— Start Records shown —

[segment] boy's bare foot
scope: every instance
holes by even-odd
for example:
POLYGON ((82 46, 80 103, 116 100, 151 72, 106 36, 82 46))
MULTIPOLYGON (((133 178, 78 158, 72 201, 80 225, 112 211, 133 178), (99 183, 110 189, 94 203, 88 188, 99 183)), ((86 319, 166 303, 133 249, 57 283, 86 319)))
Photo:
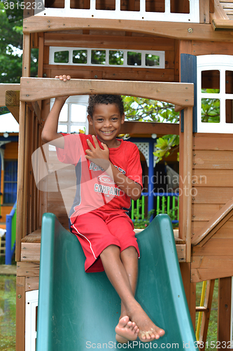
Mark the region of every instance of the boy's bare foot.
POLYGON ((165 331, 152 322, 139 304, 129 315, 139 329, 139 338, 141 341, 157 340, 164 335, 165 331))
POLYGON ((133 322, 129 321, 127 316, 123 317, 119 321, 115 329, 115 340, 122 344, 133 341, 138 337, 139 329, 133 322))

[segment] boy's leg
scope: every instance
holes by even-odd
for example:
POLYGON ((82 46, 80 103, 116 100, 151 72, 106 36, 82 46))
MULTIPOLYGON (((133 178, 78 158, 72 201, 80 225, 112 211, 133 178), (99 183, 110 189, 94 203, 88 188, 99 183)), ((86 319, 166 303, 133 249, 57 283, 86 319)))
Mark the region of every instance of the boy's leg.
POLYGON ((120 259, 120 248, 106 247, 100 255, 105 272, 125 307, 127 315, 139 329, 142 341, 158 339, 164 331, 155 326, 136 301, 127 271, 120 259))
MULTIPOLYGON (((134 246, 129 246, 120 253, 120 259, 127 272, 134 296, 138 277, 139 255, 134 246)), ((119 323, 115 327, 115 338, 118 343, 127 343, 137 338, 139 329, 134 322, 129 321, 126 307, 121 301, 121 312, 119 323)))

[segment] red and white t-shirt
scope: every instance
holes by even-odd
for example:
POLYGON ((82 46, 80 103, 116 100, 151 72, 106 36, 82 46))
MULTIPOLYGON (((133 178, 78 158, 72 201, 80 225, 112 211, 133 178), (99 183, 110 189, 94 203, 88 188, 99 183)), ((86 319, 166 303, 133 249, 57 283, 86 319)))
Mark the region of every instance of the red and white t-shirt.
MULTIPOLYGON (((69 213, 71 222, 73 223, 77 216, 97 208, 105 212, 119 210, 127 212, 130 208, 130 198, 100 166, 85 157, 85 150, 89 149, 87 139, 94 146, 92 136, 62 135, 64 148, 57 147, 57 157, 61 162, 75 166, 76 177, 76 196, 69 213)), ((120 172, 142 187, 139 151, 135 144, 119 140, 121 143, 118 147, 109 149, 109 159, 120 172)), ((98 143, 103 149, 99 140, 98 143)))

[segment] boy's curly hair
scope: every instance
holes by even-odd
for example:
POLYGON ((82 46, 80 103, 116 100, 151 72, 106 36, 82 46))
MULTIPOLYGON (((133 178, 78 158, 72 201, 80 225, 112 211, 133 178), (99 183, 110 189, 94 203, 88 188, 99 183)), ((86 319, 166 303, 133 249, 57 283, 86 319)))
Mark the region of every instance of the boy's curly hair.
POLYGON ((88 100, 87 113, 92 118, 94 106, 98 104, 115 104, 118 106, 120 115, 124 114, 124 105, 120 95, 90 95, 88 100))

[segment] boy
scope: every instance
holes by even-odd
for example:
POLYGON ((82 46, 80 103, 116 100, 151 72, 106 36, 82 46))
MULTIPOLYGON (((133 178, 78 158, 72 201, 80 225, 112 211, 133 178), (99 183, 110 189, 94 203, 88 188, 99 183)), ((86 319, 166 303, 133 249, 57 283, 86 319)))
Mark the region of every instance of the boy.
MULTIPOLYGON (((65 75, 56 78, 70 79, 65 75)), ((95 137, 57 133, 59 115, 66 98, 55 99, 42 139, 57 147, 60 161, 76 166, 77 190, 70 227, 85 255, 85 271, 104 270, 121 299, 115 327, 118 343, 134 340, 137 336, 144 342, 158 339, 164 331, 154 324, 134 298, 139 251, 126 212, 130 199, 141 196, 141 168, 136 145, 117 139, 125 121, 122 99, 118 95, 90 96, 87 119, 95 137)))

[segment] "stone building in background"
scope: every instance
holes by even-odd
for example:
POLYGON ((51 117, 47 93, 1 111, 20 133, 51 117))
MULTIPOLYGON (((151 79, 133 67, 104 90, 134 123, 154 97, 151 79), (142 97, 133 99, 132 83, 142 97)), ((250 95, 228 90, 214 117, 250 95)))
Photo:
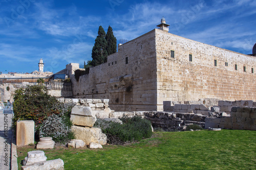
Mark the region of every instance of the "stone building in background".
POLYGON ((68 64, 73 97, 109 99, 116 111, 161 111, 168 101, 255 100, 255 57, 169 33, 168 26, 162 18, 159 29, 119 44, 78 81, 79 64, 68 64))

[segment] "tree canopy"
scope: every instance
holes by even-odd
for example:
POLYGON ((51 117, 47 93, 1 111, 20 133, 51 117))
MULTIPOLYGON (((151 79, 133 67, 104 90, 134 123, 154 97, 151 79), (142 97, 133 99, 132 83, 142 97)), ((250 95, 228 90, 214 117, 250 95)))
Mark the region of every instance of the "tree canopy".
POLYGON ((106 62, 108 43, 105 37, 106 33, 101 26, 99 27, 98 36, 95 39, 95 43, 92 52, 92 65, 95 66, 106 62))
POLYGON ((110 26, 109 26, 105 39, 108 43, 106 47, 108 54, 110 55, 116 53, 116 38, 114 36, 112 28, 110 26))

— End Records shown —

Copy all the records above line for line, leaving out the pictures.

* [Task answer]:
[segment] boy's bare foot
scope: every instance
holes by even-odd
for example:
POLYGON ((82 46, 80 103, 116 100, 151 72, 106 36, 82 46))
MULTIPOLYGON (((133 178, 78 158, 72 201, 80 225, 112 211, 133 178), (99 183, 110 189, 94 203, 88 188, 99 183)), ((86 319, 166 303, 133 249, 57 283, 86 319)))
Photo:
Mark the region of every instance of the boy's bare foot.
POLYGON ((165 331, 152 322, 139 304, 129 315, 139 329, 139 338, 141 341, 157 340, 164 335, 165 331))
POLYGON ((133 322, 129 321, 127 316, 123 317, 119 321, 115 329, 115 340, 122 344, 133 341, 138 337, 139 329, 133 322))

[segment] boy's leg
scope: every instance
holes by even-odd
for example:
POLYGON ((82 46, 80 103, 116 100, 151 72, 106 36, 82 46))
MULTIPOLYGON (((133 178, 78 158, 72 201, 80 225, 112 211, 133 178), (99 183, 110 189, 94 203, 88 188, 99 183)), ((86 319, 166 303, 133 249, 57 283, 86 319)))
Mark the region of every instance of the boy's leg.
POLYGON ((120 259, 120 248, 106 247, 100 255, 105 272, 125 307, 127 315, 139 329, 142 341, 158 339, 164 331, 155 326, 136 301, 127 271, 120 259))
MULTIPOLYGON (((134 246, 129 246, 120 253, 120 259, 127 272, 134 296, 138 277, 139 255, 134 246)), ((119 323, 115 327, 115 338, 118 343, 127 343, 137 338, 139 329, 134 322, 129 321, 126 307, 121 301, 121 312, 119 323)))

[segment] red and white t-shirt
scope: every instance
holes by even-odd
for example:
POLYGON ((82 46, 80 103, 116 100, 151 72, 106 36, 82 46))
MULTIPOLYGON (((133 178, 78 158, 72 201, 80 225, 112 211, 133 178), (99 183, 110 189, 94 203, 88 188, 99 183)), ((86 319, 166 303, 133 249, 57 283, 86 319)))
Mark the region of every instance of the red and white t-shirt.
MULTIPOLYGON (((69 213, 71 222, 73 223, 77 216, 97 208, 105 212, 119 210, 127 212, 130 208, 130 198, 100 166, 85 157, 85 150, 89 149, 87 139, 94 146, 92 136, 62 135, 64 148, 57 147, 57 157, 61 162, 75 166, 76 177, 76 196, 69 213)), ((120 172, 142 187, 139 151, 135 144, 119 140, 121 143, 118 147, 109 149, 109 159, 120 172)), ((98 143, 103 149, 99 140, 98 143)))

[segment] boy's curly hair
scope: every instance
holes by even-odd
for example:
POLYGON ((82 46, 80 103, 116 100, 151 72, 106 36, 82 46))
MULTIPOLYGON (((133 178, 78 158, 72 201, 80 225, 112 211, 133 178), (99 183, 110 189, 94 203, 88 188, 99 183)), ((86 319, 166 303, 133 249, 57 283, 86 319)))
Mark the region of every instance of the boy's curly hair.
POLYGON ((88 100, 87 113, 92 118, 94 106, 98 104, 115 104, 118 106, 120 115, 124 114, 124 105, 120 95, 90 95, 88 100))

[segment] boy
scope: every instance
holes by even-odd
for example:
POLYGON ((82 46, 80 103, 116 100, 151 72, 106 36, 82 46))
MULTIPOLYGON (((133 178, 78 158, 72 201, 80 225, 112 211, 133 178), (99 183, 110 189, 94 203, 88 188, 99 183)), ((86 319, 166 303, 133 249, 57 283, 86 319)))
Mark the region of every instance of the boy.
MULTIPOLYGON (((65 75, 56 78, 70 79, 65 75)), ((95 137, 57 133, 59 115, 66 98, 55 99, 42 139, 57 147, 60 161, 76 166, 77 190, 70 227, 85 255, 85 271, 104 270, 121 299, 115 327, 118 343, 134 340, 137 336, 144 342, 158 339, 164 331, 154 324, 134 298, 139 251, 126 212, 130 199, 141 196, 141 168, 136 145, 117 139, 125 121, 122 99, 118 95, 90 96, 87 119, 95 137)))

[segment] "stone building in background"
scope: every instance
holes by even-odd
for example:
POLYGON ((51 117, 47 93, 1 111, 20 133, 51 117))
MULTIPOLYGON (((151 79, 133 67, 104 90, 134 123, 154 97, 151 79), (142 97, 133 99, 132 83, 142 97)), ((250 95, 228 90, 214 117, 250 95)))
Photo:
Mark the region of every instance of the "stone building in background".
POLYGON ((68 64, 73 97, 109 99, 116 111, 161 111, 168 101, 255 100, 255 57, 169 33, 168 26, 162 18, 159 29, 119 44, 78 81, 79 64, 68 64))

[segment] "tree canopy"
scope: every instance
holes by even-odd
for example:
POLYGON ((51 117, 47 93, 1 111, 20 133, 51 117))
MULTIPOLYGON (((151 79, 133 67, 104 90, 134 123, 154 97, 151 79), (142 97, 133 99, 132 83, 142 97)), ((250 95, 228 90, 214 117, 250 95)))
Mark the region of every instance of the "tree canopy".
POLYGON ((106 62, 108 43, 105 37, 106 33, 101 26, 99 27, 98 36, 95 39, 95 43, 92 52, 92 65, 95 66, 106 62))
POLYGON ((110 26, 109 26, 105 39, 108 43, 106 47, 108 54, 110 55, 116 53, 116 38, 114 36, 112 28, 110 26))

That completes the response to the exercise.